Starting with the line that contains "Can you find the wooden window", reproduce each line through the end of the listing below, with no other output.
————
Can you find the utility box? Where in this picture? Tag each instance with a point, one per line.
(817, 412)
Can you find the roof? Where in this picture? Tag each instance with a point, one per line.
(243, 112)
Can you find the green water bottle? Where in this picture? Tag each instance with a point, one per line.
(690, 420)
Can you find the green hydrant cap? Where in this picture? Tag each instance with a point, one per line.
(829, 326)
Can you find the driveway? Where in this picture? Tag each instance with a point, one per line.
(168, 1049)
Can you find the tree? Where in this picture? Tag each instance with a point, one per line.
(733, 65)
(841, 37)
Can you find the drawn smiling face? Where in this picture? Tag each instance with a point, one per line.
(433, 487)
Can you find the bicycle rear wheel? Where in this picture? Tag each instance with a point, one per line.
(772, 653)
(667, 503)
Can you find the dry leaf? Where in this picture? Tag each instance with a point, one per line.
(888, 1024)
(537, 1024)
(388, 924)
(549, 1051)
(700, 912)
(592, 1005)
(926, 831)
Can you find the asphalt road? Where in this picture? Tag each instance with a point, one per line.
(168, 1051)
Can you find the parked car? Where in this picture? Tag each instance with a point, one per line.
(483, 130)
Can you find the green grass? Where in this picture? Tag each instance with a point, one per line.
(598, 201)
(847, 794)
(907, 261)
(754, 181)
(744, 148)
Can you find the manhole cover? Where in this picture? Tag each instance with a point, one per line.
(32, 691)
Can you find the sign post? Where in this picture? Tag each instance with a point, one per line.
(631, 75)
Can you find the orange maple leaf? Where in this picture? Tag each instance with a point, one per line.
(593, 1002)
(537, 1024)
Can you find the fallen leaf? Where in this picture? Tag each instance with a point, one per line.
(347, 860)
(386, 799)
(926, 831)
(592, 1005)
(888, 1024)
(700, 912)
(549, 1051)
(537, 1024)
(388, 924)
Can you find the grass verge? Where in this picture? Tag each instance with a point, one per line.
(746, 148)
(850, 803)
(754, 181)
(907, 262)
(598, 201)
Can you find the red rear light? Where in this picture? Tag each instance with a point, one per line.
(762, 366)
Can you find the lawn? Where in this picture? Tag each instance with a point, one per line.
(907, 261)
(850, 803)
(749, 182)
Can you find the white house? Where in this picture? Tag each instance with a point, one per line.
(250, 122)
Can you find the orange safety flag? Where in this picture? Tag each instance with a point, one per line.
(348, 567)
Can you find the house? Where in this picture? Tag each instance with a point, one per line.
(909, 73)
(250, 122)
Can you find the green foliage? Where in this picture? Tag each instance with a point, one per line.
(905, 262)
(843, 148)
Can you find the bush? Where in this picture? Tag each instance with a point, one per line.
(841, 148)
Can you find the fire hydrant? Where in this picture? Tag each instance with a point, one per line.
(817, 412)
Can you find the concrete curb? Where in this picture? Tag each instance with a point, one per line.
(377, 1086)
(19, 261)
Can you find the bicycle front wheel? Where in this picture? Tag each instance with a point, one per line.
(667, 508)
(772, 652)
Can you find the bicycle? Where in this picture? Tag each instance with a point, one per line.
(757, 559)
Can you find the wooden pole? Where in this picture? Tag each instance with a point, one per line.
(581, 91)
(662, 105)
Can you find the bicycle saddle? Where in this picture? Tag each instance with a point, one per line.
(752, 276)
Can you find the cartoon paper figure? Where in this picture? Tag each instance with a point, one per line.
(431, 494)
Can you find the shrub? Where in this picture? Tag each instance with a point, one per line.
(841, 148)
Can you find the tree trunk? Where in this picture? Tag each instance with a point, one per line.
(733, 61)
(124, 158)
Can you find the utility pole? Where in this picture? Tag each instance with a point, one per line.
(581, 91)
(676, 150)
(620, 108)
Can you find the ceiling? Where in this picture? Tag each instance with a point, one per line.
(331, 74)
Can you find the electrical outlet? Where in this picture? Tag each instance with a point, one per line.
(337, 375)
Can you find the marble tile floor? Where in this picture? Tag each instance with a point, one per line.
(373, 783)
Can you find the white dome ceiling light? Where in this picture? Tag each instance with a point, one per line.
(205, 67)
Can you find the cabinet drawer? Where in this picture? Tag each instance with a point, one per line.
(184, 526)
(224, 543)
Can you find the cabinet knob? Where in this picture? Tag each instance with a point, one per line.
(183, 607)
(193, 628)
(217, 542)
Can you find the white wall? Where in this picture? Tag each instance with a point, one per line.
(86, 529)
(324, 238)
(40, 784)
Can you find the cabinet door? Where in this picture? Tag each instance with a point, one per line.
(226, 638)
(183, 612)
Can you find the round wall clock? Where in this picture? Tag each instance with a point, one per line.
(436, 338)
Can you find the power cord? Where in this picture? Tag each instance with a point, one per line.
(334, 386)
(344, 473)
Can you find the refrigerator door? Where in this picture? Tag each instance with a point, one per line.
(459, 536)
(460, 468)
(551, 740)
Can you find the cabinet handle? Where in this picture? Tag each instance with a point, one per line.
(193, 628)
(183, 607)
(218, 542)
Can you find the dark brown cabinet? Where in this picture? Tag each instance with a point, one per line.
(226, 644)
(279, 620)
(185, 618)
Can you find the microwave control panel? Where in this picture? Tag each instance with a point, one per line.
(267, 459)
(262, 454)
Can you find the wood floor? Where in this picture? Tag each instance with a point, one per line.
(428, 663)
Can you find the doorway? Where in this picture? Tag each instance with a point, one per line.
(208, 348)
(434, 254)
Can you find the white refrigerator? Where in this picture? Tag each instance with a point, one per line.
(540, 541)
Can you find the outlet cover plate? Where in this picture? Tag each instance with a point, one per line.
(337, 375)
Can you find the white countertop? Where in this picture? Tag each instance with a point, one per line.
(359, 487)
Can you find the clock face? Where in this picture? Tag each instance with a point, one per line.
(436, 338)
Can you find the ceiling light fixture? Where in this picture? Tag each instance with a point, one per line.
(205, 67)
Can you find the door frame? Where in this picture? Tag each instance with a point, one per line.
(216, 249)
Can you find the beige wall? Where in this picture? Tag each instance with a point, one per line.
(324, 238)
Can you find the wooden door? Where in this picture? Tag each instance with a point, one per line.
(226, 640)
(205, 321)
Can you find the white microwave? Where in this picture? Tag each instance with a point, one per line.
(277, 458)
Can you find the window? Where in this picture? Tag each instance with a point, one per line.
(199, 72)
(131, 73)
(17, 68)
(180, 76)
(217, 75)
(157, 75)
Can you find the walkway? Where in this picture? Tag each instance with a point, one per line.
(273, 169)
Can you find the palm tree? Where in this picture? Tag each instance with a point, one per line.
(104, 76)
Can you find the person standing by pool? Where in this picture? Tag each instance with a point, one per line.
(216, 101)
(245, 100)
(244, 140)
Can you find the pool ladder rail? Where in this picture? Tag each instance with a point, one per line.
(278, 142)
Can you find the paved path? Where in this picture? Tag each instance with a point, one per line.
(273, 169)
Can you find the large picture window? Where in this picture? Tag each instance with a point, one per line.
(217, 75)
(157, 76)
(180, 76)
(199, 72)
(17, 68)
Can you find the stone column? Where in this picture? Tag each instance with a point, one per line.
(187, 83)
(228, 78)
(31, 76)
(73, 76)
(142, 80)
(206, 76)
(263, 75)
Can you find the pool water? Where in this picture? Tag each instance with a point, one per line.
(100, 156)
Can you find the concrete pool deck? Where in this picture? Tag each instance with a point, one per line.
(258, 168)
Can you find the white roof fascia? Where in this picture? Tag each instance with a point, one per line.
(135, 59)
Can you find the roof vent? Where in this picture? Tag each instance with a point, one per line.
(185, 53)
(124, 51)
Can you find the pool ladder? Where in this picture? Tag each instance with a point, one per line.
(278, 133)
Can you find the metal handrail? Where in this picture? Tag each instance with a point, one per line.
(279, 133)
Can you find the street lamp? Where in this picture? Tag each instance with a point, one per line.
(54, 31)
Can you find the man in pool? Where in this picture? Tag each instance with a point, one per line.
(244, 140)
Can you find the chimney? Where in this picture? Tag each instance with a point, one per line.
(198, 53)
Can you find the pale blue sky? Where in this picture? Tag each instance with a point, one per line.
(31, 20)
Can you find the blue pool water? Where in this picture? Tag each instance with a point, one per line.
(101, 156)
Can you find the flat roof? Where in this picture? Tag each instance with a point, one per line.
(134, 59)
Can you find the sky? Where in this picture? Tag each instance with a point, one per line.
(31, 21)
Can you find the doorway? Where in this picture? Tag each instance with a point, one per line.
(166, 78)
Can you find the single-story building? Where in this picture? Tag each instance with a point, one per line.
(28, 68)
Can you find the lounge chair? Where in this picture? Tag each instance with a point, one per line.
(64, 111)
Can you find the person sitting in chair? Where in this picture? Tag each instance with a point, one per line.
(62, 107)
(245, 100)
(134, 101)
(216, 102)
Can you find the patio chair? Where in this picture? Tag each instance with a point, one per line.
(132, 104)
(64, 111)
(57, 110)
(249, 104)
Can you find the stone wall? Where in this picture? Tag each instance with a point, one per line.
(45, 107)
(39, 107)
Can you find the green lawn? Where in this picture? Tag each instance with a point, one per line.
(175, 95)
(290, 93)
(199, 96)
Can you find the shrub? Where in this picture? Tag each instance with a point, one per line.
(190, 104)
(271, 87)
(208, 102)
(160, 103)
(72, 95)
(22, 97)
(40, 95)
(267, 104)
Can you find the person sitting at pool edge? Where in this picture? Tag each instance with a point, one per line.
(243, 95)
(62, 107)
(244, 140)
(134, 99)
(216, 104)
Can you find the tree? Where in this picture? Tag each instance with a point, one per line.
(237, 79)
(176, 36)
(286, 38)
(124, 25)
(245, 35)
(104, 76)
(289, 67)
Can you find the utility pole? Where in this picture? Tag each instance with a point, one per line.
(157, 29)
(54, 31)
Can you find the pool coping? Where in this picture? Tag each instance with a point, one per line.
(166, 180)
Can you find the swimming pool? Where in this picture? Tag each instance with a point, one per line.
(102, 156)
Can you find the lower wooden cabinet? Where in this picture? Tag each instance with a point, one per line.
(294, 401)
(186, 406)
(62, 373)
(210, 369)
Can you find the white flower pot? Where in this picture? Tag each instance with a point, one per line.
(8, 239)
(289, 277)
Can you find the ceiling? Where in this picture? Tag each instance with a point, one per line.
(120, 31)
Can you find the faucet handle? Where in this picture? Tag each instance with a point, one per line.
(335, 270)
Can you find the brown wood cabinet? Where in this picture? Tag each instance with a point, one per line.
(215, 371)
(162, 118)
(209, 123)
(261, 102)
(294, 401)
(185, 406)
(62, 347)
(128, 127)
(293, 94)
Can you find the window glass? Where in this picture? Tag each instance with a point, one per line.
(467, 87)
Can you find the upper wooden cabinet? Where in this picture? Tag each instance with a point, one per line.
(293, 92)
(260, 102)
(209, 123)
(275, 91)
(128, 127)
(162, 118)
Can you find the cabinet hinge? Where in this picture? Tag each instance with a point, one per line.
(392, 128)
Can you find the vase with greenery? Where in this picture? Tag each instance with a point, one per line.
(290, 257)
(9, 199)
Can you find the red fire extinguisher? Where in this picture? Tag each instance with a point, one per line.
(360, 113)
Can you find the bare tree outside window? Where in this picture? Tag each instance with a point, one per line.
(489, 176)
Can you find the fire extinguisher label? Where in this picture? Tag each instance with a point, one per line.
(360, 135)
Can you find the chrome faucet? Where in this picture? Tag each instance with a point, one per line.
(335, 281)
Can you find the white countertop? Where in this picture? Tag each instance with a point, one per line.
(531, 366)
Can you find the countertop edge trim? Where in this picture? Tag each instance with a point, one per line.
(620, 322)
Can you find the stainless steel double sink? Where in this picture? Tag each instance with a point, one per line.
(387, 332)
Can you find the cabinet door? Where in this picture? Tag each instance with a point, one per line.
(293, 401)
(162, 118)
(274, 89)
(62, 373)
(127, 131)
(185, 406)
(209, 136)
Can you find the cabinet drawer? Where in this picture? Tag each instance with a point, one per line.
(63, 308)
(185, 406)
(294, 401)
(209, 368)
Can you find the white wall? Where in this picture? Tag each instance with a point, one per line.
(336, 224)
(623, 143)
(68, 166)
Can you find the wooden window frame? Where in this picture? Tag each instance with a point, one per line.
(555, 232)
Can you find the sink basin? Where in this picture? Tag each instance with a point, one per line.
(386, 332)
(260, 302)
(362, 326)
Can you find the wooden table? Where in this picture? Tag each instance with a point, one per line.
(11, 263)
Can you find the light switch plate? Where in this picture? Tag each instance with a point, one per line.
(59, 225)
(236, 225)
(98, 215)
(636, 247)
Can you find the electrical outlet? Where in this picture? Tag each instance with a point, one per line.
————
» **Result of the exercise**
Can you find the wooden window frame? Where in this picture? Tag each instance with a point, one per line.
(555, 232)
Can you find the sink basin? Where in this picture? Tag each instance with a point, one per line.
(386, 332)
(260, 302)
(362, 326)
Can you find the wooden table? Where in this picture? Tag each instance with a point, one per line.
(11, 263)
Can you find the light switch plate? Where in this picture? Tag each instance with a point, one per line.
(59, 225)
(236, 225)
(98, 215)
(636, 247)
Can you find the electrical outlet? Where in this picture? Tag each instance with a point, one per line.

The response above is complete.